Moreover, the consistently sharp transition of the fluorescence intensity levels at the periphery of the bleached spot(s) demonstrates that the FG domains are essentially immobile and do not migrate appreciably across the surface within experimentally relevant times. It is notable that the area of contact consistently appeared darker than the surrounding when Atto488-labeled FGNsp1 was used (inset Figure B); the fluorescence though largely recovered upon separation of sphere and plane (Figure C,D). This suggests that the strong compression in and close to the contact area affected the fluorophore, but the FG domain film remained largely stable during contact. Indeed, a photobleaching assay confirmed the FG domains remain unable to migrate upon their compression near the contact area (Supporting Figure S3). The exact mechanism for the reduction in fluorescence is not clear. For two FG domain films (each at 5 pmol/cm2) with 1 mol % Atto488, the projected (onto the interfacial plane) root-mean-square distance of fluorophores is 40 nm. This is much larger than the Förster distance of Atto488 (5 nm), and self-quenching is thus unlikely if the fluorophore is homogeneously distributed in the film. We note though that the FG domains in the very contact zone are strongly compressed and reduced in their hydration (vide infra); this could possibly lead to local microphase separation of the Atto488 fluorophore or reduce the efficiency of the fluorophore in other ways.

Gap Profile and Contact Force

The interference of light reflected at the plane–solution and solution–sphere interfaces gives rise to a pattern of Newtonian rings. We exploited the capacity of the laser scanning microscope to acquire images of the reflected light, and such reflection interference contrast (RIC) micrographs were then analyzed to quantify gap sizes and, indirectly, the contact force.

A representative RIC micrograph is shown in Figure A for a plane–sphere interface without a polymer interlayer. The Newtonian rings appear symmetric and without appreciable imperfections, confirming that both surfaces have the expected smooth finish. The radial intensity profile (Figure B) could be fitted with an optical model assuming perfect plane–sphere geometry. However, the effective gap sizes at the center of the contact thus computed were consistently negative and increased in magnitude with the applied force (Figure C). This indicated that there were significant deviations from the assumed ideal plane–sphere contact geometry. We hypothesized that these are due to the compressive force entailing the deformation of the planar and spherical surfaces (Figure D). To verify this assumption, we computed the shape of the contacting surfaces as a function of compressive force using the Hertz contact model (see Supporting Methods, RICM analysis of a sphere pressing on a planar surface). Subjecting the corresponding idealized theoretical RICM intensity profiles to the above-mentioned optical model indeed generated fits of good quality with negative and force-dependent effective gap sizes (Figure E), analogous to the experimental data. Moreover, we compared the applied forces predicted for what we operationally defined as “soft”, “medium”, and “hard” contact in our experiments with rough estimates of the applied forces based on the magnitude of the micromanipulator’s z motion and the mechanics of the lever arm to which the glass rod was attached (see Supporting Methods, Estimate of compressive forces between sphere and plane). These were in good agreement, thus demonstrating that the RIC micrographs in conjunction with the Hertz model can be exploited to estimate the contact force and to quantify the real radial gap profile as a function of the distance from the center of contact (i.e., taking into account the deformation of the planar and spherical surfaces upon contact; Figure F).

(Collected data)
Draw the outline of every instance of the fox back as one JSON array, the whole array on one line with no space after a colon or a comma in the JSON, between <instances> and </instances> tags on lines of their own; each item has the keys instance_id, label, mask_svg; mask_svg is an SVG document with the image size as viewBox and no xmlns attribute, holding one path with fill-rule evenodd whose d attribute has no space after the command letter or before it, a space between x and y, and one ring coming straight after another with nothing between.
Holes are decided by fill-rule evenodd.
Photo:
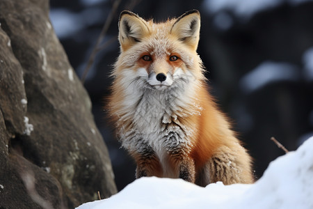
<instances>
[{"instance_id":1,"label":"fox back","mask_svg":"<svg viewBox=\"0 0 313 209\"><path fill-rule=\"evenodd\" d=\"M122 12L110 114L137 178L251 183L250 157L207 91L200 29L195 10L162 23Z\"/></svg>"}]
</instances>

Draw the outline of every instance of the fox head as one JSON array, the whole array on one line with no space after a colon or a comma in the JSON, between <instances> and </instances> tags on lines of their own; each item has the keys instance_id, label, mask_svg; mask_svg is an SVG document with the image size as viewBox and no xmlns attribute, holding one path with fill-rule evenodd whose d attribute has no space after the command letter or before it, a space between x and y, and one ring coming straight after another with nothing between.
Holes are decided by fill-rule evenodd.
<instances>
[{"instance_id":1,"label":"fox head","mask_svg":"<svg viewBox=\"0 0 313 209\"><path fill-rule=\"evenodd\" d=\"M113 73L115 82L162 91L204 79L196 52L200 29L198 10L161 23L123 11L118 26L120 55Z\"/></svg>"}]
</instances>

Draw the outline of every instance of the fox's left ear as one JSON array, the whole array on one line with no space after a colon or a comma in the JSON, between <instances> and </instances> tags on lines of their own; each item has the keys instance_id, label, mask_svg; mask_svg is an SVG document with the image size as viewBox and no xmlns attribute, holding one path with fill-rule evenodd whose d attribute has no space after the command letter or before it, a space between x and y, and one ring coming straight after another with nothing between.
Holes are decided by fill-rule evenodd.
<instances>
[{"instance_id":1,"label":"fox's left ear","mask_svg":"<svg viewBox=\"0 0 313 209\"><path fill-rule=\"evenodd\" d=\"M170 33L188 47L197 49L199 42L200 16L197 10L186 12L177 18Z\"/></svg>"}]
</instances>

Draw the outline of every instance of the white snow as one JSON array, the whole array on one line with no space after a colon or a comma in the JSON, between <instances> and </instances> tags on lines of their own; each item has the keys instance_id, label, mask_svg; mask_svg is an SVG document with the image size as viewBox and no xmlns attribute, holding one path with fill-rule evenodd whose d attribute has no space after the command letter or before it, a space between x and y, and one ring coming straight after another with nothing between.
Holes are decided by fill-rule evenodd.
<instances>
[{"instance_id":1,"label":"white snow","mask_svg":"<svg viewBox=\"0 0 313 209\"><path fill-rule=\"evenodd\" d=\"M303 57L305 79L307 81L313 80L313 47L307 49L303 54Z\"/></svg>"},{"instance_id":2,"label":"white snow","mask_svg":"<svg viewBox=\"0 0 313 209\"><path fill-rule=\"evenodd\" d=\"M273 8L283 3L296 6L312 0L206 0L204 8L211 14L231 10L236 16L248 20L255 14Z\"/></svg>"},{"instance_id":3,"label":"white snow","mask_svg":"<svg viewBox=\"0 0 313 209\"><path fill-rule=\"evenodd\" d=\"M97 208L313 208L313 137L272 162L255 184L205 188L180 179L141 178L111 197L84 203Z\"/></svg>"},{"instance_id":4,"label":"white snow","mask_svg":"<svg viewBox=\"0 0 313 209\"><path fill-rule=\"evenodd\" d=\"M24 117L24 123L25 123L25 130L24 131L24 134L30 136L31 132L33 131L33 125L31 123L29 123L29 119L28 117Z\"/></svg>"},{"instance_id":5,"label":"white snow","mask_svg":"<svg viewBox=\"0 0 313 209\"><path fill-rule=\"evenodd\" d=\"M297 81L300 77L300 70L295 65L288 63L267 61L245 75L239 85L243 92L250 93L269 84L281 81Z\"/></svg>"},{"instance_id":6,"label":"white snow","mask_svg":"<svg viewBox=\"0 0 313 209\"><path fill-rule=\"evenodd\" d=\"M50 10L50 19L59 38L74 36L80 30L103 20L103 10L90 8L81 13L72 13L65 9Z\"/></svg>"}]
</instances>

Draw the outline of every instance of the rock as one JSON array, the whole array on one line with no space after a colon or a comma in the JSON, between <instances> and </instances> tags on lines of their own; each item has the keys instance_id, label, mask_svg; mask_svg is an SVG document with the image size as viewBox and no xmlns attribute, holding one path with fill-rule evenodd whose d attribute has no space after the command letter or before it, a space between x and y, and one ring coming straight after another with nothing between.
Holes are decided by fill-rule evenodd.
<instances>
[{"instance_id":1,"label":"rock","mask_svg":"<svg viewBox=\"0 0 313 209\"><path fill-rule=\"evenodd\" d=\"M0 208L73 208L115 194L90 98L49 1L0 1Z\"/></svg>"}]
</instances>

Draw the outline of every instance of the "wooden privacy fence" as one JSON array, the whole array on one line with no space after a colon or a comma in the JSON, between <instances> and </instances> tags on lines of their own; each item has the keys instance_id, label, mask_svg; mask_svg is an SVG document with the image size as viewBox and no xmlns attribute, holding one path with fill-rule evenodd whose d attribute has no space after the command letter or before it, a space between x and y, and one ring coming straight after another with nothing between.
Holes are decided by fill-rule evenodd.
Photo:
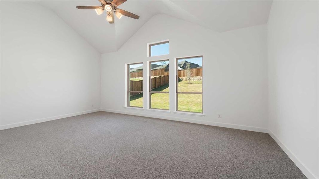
==
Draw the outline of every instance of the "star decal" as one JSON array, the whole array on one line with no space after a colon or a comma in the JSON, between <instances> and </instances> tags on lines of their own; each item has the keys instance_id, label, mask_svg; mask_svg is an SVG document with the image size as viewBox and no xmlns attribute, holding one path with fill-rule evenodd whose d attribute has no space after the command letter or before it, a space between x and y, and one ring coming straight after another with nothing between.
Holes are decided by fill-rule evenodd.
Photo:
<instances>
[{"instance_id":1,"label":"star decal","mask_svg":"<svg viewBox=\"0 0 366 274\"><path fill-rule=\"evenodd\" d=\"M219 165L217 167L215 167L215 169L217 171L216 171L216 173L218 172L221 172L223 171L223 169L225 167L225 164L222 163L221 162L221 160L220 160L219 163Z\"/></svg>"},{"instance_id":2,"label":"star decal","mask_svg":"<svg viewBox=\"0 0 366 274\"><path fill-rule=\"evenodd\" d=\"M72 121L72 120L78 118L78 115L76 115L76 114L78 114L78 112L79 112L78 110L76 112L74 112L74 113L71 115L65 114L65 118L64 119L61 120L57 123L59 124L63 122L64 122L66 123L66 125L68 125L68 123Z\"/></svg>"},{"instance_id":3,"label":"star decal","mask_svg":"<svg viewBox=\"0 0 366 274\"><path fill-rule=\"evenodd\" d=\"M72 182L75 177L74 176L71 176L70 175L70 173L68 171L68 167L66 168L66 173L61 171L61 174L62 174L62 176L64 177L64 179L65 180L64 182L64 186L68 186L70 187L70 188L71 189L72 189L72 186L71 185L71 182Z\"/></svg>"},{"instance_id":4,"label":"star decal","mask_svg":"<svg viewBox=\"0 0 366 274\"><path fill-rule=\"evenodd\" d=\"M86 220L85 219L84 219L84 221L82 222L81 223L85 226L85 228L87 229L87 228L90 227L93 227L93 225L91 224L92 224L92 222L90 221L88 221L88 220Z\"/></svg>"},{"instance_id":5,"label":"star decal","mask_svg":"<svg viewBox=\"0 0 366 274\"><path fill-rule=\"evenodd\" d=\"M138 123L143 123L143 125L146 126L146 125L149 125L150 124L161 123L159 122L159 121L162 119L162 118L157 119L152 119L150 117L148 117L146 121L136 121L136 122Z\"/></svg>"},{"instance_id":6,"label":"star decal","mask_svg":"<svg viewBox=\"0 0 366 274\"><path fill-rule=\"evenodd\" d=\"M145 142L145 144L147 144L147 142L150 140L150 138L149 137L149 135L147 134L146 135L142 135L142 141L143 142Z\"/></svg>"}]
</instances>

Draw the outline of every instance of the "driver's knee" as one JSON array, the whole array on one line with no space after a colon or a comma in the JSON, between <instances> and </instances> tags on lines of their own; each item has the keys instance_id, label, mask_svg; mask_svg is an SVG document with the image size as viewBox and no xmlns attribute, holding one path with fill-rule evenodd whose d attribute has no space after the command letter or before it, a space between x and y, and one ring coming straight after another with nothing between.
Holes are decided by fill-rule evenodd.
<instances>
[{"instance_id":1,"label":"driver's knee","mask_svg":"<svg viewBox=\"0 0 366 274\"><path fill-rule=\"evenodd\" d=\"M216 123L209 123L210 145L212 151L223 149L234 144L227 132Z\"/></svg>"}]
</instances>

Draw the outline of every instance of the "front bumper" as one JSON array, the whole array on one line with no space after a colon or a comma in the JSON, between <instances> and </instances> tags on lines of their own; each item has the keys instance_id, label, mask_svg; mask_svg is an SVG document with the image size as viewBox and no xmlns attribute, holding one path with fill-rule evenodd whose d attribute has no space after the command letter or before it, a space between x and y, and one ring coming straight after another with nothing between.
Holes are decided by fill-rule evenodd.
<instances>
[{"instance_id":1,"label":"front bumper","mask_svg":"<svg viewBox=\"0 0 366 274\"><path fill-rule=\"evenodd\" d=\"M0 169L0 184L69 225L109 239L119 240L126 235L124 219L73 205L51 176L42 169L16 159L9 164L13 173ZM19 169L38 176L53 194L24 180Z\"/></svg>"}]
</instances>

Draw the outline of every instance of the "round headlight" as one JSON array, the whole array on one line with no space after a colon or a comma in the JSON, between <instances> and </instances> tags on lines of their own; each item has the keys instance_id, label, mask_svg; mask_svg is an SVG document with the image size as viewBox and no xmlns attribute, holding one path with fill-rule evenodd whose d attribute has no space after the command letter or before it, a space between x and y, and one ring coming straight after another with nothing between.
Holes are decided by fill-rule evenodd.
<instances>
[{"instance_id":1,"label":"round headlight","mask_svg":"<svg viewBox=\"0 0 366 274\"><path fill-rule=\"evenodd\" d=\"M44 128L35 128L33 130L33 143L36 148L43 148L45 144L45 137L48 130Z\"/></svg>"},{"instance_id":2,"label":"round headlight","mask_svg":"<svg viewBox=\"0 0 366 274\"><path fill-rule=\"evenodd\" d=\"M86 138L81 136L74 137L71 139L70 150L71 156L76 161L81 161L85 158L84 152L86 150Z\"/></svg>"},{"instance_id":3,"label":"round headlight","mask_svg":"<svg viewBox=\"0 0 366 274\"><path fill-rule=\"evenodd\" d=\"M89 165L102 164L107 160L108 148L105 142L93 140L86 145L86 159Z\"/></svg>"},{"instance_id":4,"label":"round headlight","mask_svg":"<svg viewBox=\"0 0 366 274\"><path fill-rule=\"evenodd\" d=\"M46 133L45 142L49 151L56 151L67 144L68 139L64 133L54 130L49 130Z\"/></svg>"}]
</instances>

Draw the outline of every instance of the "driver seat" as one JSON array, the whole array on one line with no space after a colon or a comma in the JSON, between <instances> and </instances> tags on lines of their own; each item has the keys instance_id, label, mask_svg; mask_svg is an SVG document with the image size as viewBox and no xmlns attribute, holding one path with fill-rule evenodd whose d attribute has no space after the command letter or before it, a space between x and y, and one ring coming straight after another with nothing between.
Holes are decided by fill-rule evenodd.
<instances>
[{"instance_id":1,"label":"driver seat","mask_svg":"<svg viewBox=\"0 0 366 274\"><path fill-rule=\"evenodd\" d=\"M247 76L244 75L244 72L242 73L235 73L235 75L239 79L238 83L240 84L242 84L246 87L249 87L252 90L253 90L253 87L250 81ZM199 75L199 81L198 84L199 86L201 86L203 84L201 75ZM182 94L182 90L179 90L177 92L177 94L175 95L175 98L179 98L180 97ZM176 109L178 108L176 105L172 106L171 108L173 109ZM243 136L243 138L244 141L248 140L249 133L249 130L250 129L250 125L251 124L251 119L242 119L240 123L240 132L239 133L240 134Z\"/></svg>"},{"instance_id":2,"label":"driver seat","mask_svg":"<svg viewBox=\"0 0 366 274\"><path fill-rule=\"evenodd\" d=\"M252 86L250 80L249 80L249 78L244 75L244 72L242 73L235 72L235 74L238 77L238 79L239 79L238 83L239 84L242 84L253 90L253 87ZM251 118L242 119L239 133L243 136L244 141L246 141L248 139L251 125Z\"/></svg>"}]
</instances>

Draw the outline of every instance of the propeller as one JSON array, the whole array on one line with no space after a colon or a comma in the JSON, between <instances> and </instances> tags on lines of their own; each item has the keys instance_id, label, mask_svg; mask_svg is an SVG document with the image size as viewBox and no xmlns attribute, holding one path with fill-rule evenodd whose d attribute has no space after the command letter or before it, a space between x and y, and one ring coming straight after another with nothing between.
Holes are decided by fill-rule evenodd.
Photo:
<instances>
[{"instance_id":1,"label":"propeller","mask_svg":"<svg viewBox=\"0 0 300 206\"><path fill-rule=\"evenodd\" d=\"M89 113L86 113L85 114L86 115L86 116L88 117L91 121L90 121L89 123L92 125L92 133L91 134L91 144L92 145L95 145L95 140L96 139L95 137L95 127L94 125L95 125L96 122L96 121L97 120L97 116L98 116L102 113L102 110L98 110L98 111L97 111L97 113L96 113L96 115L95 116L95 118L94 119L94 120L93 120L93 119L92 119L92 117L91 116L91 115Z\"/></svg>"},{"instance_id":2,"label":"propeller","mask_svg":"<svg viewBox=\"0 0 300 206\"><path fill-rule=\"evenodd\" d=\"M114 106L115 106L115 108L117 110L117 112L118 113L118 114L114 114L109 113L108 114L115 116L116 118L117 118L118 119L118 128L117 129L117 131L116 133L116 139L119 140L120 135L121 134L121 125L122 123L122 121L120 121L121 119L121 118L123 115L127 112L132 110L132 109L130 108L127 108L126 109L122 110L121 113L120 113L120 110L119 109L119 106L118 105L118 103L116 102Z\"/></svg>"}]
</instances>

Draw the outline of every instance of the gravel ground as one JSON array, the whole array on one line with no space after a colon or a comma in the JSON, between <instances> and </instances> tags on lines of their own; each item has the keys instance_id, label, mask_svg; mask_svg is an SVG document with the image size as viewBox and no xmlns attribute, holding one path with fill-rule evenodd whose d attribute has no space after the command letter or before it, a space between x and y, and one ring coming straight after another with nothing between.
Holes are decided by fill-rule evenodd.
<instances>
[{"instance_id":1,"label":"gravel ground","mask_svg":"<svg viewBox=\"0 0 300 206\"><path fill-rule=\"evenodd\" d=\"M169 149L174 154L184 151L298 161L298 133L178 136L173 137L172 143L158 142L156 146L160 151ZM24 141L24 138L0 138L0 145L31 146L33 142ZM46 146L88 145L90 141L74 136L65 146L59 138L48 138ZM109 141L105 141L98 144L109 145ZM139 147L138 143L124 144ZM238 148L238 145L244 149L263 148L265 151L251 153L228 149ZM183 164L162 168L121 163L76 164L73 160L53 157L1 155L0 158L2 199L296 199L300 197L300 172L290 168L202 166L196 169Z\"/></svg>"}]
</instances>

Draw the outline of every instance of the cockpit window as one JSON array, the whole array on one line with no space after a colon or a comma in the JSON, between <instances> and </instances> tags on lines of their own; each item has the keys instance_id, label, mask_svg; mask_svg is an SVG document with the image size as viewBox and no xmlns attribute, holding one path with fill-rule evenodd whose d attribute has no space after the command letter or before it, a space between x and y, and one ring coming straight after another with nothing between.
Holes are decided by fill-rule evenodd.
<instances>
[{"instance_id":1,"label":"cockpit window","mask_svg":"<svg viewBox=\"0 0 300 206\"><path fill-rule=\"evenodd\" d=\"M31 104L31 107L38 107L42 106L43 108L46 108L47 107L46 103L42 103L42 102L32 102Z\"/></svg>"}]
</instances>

● **Exercise goal**
Using the text on FG domain films and sphere–plane contact, answer these:
1. What is the Förster distance of Atto488?
2. Which contact model was used to compute the shape of the contacting surfaces as a function of compressive force?
3. What pattern does the interference of light reflected at the plane–solution and solution–sphere interfaces produce?
Nothing in the listing is needed here.

● **Written answer**
1. 5 nm
2. The Hertz contact model
3. A pattern of Newtonian rings